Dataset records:
○ ○ ○ ○

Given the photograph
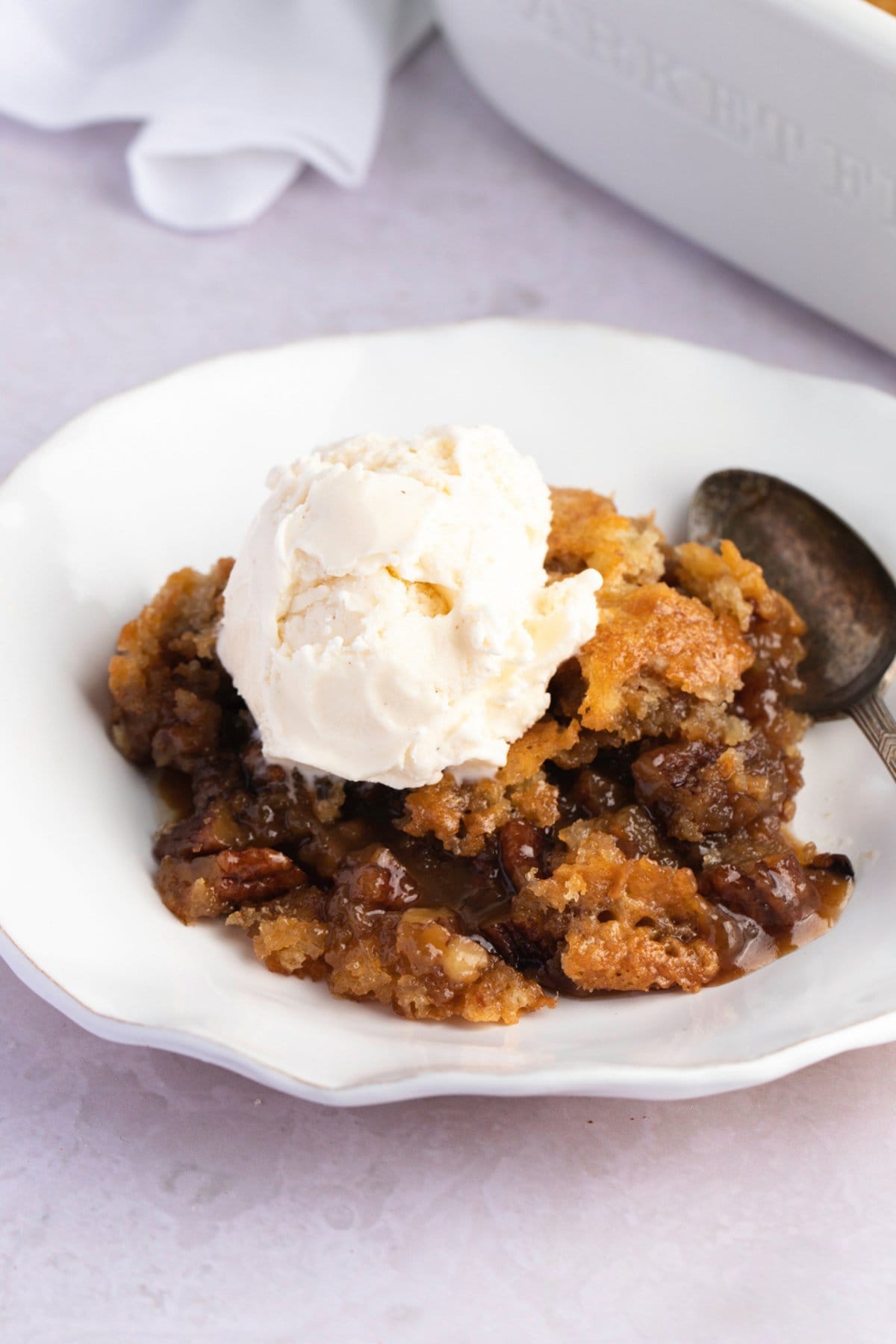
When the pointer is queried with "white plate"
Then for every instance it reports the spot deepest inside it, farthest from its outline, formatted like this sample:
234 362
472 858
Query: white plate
168 475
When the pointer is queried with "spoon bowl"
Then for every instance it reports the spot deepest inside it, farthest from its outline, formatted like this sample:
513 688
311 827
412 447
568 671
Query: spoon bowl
833 578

○ ○ ○ ○

WHAT NEEDS TO BE DONE
Copy the lines above word for word, leaving out the pictures.

COMPLETE ANSWER
Given the photograph
When the pointer is queried with "white plate"
Then for every instance it reports the spot deepest inside it, farthest from its outline, formatted like this sample:
234 362
472 858
Query: white plate
168 475
When the pointer is queried with "spoon bowl"
Then for every instance it reports the spot deepest inside it, farthest from its outline, formatted like this sample:
513 688
311 827
412 447
568 671
Query: spoon bowl
833 578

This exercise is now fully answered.